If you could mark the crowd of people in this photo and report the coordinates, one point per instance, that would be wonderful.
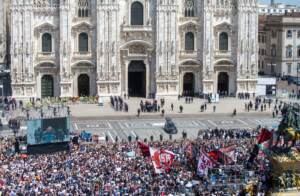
(118, 104)
(121, 168)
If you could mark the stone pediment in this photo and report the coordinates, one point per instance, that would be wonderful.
(82, 26)
(224, 62)
(189, 26)
(47, 65)
(225, 26)
(189, 62)
(45, 27)
(83, 64)
(137, 45)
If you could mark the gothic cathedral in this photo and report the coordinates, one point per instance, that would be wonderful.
(139, 48)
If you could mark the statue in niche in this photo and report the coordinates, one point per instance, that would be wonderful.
(65, 50)
(15, 49)
(160, 48)
(101, 48)
(242, 46)
(113, 48)
(124, 20)
(172, 48)
(27, 48)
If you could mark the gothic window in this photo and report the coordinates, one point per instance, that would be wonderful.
(137, 13)
(189, 8)
(46, 42)
(83, 8)
(223, 41)
(289, 68)
(289, 52)
(274, 34)
(83, 42)
(289, 34)
(189, 41)
(273, 50)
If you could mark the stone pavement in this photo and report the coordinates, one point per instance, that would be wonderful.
(145, 128)
(225, 106)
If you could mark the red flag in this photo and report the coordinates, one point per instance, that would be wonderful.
(145, 149)
(204, 163)
(220, 157)
(162, 160)
(264, 135)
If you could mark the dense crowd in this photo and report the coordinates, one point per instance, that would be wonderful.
(120, 168)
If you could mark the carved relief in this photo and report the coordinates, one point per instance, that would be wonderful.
(137, 49)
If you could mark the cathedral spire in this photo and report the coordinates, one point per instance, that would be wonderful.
(272, 2)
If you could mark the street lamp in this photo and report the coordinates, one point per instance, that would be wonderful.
(298, 81)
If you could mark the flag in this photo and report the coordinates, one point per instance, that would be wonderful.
(220, 157)
(144, 148)
(189, 150)
(230, 152)
(264, 136)
(265, 146)
(204, 163)
(162, 160)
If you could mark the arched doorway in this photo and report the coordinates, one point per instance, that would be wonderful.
(83, 85)
(47, 86)
(137, 79)
(188, 84)
(223, 83)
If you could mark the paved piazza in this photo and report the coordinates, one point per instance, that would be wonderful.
(144, 128)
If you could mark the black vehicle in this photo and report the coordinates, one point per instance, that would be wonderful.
(170, 127)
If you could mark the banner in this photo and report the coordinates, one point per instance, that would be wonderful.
(264, 136)
(162, 160)
(204, 163)
(144, 148)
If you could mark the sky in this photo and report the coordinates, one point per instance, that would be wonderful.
(292, 2)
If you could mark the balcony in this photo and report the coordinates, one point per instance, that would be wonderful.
(45, 56)
(223, 54)
(188, 54)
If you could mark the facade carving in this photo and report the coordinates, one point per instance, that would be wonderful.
(92, 47)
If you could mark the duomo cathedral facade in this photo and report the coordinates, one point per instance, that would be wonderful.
(137, 48)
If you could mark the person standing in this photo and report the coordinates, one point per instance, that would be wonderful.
(181, 108)
(139, 112)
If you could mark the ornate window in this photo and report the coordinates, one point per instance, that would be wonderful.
(289, 52)
(273, 50)
(223, 41)
(289, 34)
(189, 8)
(137, 13)
(83, 42)
(189, 41)
(83, 8)
(289, 68)
(46, 42)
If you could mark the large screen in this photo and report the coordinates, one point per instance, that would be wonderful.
(45, 131)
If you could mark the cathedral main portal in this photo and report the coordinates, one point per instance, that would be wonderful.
(137, 79)
(223, 83)
(83, 85)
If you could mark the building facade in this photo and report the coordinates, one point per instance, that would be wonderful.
(277, 8)
(4, 43)
(133, 47)
(282, 44)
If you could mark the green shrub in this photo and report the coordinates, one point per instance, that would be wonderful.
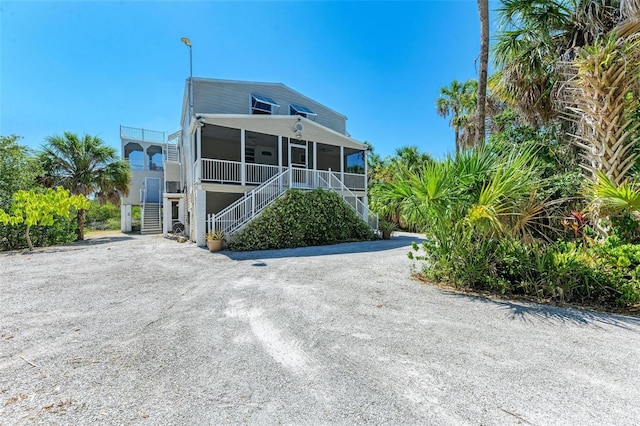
(303, 218)
(103, 216)
(63, 231)
(604, 274)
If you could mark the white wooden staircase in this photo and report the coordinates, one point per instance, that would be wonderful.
(151, 220)
(235, 216)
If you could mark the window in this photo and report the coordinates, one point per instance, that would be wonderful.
(263, 105)
(302, 111)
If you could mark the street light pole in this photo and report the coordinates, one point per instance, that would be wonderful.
(187, 42)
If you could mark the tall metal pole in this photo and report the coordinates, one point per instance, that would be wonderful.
(187, 42)
(190, 81)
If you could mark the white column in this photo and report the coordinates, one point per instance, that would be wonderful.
(200, 216)
(166, 213)
(366, 171)
(199, 140)
(198, 136)
(243, 168)
(342, 164)
(315, 164)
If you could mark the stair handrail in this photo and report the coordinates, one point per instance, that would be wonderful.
(234, 216)
(342, 189)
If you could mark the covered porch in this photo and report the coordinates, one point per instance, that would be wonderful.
(249, 150)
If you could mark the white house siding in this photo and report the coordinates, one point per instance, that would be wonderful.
(137, 183)
(230, 97)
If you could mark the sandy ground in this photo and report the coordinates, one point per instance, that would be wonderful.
(142, 330)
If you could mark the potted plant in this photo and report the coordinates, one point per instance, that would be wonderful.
(215, 239)
(386, 228)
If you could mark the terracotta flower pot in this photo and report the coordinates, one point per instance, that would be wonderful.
(214, 245)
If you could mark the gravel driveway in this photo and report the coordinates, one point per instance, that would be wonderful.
(143, 330)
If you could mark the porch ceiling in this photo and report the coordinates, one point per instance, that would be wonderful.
(282, 125)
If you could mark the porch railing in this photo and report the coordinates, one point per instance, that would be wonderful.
(224, 171)
(221, 171)
(253, 202)
(331, 181)
(250, 205)
(258, 173)
(139, 134)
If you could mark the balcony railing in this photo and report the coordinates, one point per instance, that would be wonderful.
(139, 134)
(230, 172)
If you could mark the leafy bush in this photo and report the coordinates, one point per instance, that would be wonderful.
(604, 274)
(103, 216)
(303, 218)
(63, 231)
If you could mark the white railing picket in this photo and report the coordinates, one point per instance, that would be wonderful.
(253, 202)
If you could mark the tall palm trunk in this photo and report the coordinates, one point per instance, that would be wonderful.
(483, 10)
(81, 218)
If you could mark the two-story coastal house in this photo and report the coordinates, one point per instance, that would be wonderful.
(241, 146)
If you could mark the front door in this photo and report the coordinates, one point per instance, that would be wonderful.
(299, 163)
(152, 190)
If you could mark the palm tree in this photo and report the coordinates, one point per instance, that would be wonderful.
(84, 166)
(483, 10)
(535, 36)
(459, 101)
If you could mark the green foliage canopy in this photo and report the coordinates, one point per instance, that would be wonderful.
(303, 218)
(39, 208)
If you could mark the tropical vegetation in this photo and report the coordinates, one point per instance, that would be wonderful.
(85, 166)
(303, 218)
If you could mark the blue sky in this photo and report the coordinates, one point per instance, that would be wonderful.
(88, 67)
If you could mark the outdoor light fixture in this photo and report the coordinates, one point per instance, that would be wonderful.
(187, 42)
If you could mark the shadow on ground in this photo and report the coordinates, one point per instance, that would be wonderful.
(555, 315)
(77, 245)
(343, 248)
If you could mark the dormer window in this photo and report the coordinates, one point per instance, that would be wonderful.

Polecenie: Sformatuj cały materiał powyżej jako listę JSON z napisami, po jednym na każdy wiersz. Puste wiersze i obrazy pomiń.

Odpowiedź:
[
  "If you could mark the crowd of people in this photo and report the coordinates, one point per instance, that would be wonderful.",
  "(118, 104)",
  "(121, 168)",
  "If you could mark the stone pediment in this photo and report the coordinates, one point per instance, that would be wonderful.",
  "(82, 26)",
  "(224, 62)",
  "(189, 26)",
  "(47, 65)",
  "(225, 26)",
  "(189, 62)",
  "(45, 27)",
  "(83, 64)",
  "(137, 45)",
  "If you could mark the gothic cathedral in this photo and report the coordinates, one point per instance, that would be wonderful.",
  "(139, 48)",
  "If you could mark the statue in niche in this photo and report the coordinates, one point per instance, that would be wonderful.",
  "(65, 50)",
  "(15, 49)",
  "(160, 48)",
  "(101, 48)",
  "(242, 46)",
  "(113, 48)",
  "(124, 20)",
  "(172, 48)",
  "(27, 48)",
  "If you could mark the gothic window in this photo and report the coordinates, one point per instance, that would be wonderful.",
  "(137, 13)",
  "(189, 8)",
  "(46, 42)",
  "(83, 8)",
  "(223, 41)",
  "(289, 68)",
  "(289, 52)",
  "(274, 34)",
  "(83, 42)",
  "(289, 34)",
  "(189, 41)",
  "(273, 50)",
  "If you could mark the stone pavement in this photo and report the coordinates, one point per instance, that would be wonderful.",
  "(145, 128)",
  "(225, 106)",
  "If you could mark the red flag in this photo and report the coordinates, one point per instance, that would be wonderful.",
  "(145, 149)",
  "(204, 163)",
  "(220, 157)",
  "(162, 160)",
  "(264, 135)",
  "If you could mark the dense crowd in this photo and report the coordinates, one point per instance, that would be wonderful.",
  "(120, 168)",
  "If you could mark the carved relief in this photo and report the coordinates, one point per instance, that would be wonderful.",
  "(137, 49)",
  "If you could mark the cathedral spire in this photo and report the coordinates, one point per instance, that would be wonderful.",
  "(272, 2)",
  "If you could mark the street lamp in this photo and report the coordinates, one point per instance, that would be wonderful.",
  "(298, 81)",
  "If you could mark the flag in this photo and report the coordinates, one point per instance, that would be wonderful.",
  "(220, 157)",
  "(144, 148)",
  "(189, 150)",
  "(230, 152)",
  "(264, 136)",
  "(265, 146)",
  "(204, 163)",
  "(162, 160)",
  "If you could mark the arched doorway in this photo and report the coordinates, one point per instance, that would be wonderful.",
  "(83, 85)",
  "(47, 86)",
  "(137, 79)",
  "(188, 84)",
  "(223, 83)",
  "If you could mark the paved piazza in this photo and report the coordinates, one point per instance, that would be wonderful.",
  "(144, 128)",
  "If you could mark the black vehicle in this photo and report the coordinates, one point per instance, that would be wonderful.",
  "(170, 127)",
  "If you could mark the banner in this photo and report the coordinates, one point per instance, that would be wonderful.",
  "(264, 136)",
  "(162, 160)",
  "(204, 163)",
  "(144, 148)",
  "If you could mark the sky in this photo and report the coordinates, one point per instance, that would be wonderful.",
  "(292, 2)",
  "If you could mark the balcony in this photo and report the coordinates, one point per instance, that would be wonderful.",
  "(45, 56)",
  "(223, 54)",
  "(188, 54)",
  "If you could mark the facade carving in this photo and report the coordinates, one point per instance, that would be wonderful.",
  "(92, 47)",
  "If you could mark the duomo cathedral facade in this photo and report the coordinates, one point per instance, that would be wonderful.",
  "(137, 48)",
  "If you could mark the person standing in this photo and report the coordinates, one point per instance, that would be wonderful.",
  "(181, 108)",
  "(139, 112)",
  "If you could mark the ornate window in this photo and report the coordinates, one point per instance, that would be wonderful.",
  "(289, 52)",
  "(273, 50)",
  "(223, 41)",
  "(289, 34)",
  "(189, 8)",
  "(137, 13)",
  "(83, 42)",
  "(189, 41)",
  "(83, 8)",
  "(289, 68)",
  "(46, 42)",
  "If you could mark the large screen in this photo and report the coordinates, one point per instance, that would be wonderful.",
  "(45, 131)",
  "If you could mark the cathedral main portal in this photo and report the coordinates, one point per instance, that would be wonderful.",
  "(137, 79)",
  "(223, 83)",
  "(83, 85)",
  "If you could mark the building facade in this photo and report the coordinates, one point per instance, that would be wonderful.",
  "(277, 8)",
  "(4, 43)",
  "(133, 47)",
  "(282, 44)",
  "If you could mark the green shrub in this photo and report the coordinates, one point per instance, that would be wonderful.",
  "(303, 218)",
  "(103, 216)",
  "(63, 231)",
  "(604, 274)",
  "If you could mark the white wooden staircase in this photo and report the coordinates, one point per instance, that would be wonderful.",
  "(151, 220)",
  "(235, 216)",
  "If you could mark the window in this photo and report the coordinates, one point per instance, that would be wonderful.",
  "(263, 105)",
  "(302, 111)",
  "If you could mark the street light pole in this photo and report the coordinates, one point per instance, that would be wonderful.",
  "(187, 42)",
  "If you could mark the tall metal pole in this photo and report the coordinates, one point per instance, that would be wonderful.",
  "(187, 42)",
  "(190, 81)",
  "If you could mark the white column in this photo and report the coordinates, one point per instance, that would be wonderful.",
  "(200, 216)",
  "(166, 213)",
  "(366, 171)",
  "(199, 140)",
  "(198, 136)",
  "(243, 168)",
  "(342, 164)",
  "(315, 164)",
  "If you could mark the stair handrail in this photo and report the coordinates, one point per instance, that would be wonderful.",
  "(234, 216)",
  "(342, 189)",
  "If you could mark the covered porch in this photo and report the coordinates, one point per instance, that would be wonderful.",
  "(249, 150)",
  "If you could mark the white house siding in this photo and report the coordinates, one point per instance, that would be wonderful.",
  "(137, 183)",
  "(230, 97)",
  "If you could mark the sandy ground in this photo and report the coordinates, one point per instance, that would be wonderful.",
  "(142, 330)",
  "If you could mark the potted plant in this photo and report the coordinates, one point per instance, that would be wonderful.",
  "(215, 239)",
  "(386, 228)",
  "If you could mark the terracotta flower pot in this photo and report the coordinates, one point per instance, that would be wonderful.",
  "(214, 245)",
  "If you could mark the gravel driveway in this photo and report the coordinates, one point per instance, that would be wonderful.",
  "(143, 330)",
  "If you could mark the porch ceiling in this photo and report the coordinates, one point per instance, that would be wonderful.",
  "(282, 125)",
  "If you could mark the porch railing in this photo and report the coordinates, one point per instance, that would be wonderful.",
  "(224, 171)",
  "(221, 171)",
  "(253, 202)",
  "(331, 181)",
  "(250, 205)",
  "(258, 173)",
  "(139, 134)",
  "If you could mark the balcony railing in this photo and report the coordinates, one point per instance, that would be wonderful.",
  "(139, 134)",
  "(230, 172)",
  "If you could mark the leafy bush in this photo and report the coordinates, one point per instance, that would be wonderful.",
  "(604, 274)",
  "(103, 216)",
  "(303, 218)",
  "(63, 231)",
  "If you could mark the white railing picket in this photo and report the coordinates, one point per instance, that would be wonderful.",
  "(253, 202)",
  "If you could mark the tall palm trunk in this photo and report the coordinates, one point per instance, that would be wonderful.",
  "(483, 10)",
  "(81, 218)",
  "If you could mark the two-story coastal house in this photo and report the coordinates, one point per instance, that would be wonderful.",
  "(241, 146)",
  "If you could mark the front door in this photo and report the coordinates, one point per instance, that would be wonderful.",
  "(299, 163)",
  "(152, 190)",
  "If you could mark the palm tree in this photo and report the coordinates, one point per instance, that would be wonderful.",
  "(84, 166)",
  "(483, 10)",
  "(535, 36)",
  "(459, 101)",
  "If you could mark the green foliage canopy in this photo and report the coordinates, one point per instance, that would be wonderful.",
  "(303, 218)",
  "(39, 208)",
  "If you could mark the tropical vegetation in this photo and report the coordinates, one point per instance, that would be wonderful.",
  "(85, 166)",
  "(303, 218)",
  "If you could mark the blue sky in this photo and report the coordinates, one point per instance, that would be wonderful.",
  "(88, 67)",
  "If you could mark the outdoor light fixture in this photo and report the coordinates, one point per instance, that would be wonderful.",
  "(187, 42)",
  "If you could mark the shadow on ground in this photo and report the coordinates, one point per instance, that would be wonderful.",
  "(555, 315)",
  "(77, 245)",
  "(343, 248)",
  "If you could mark the dormer window in this photo and report the coordinates, one point per instance, that would be wonderful."
]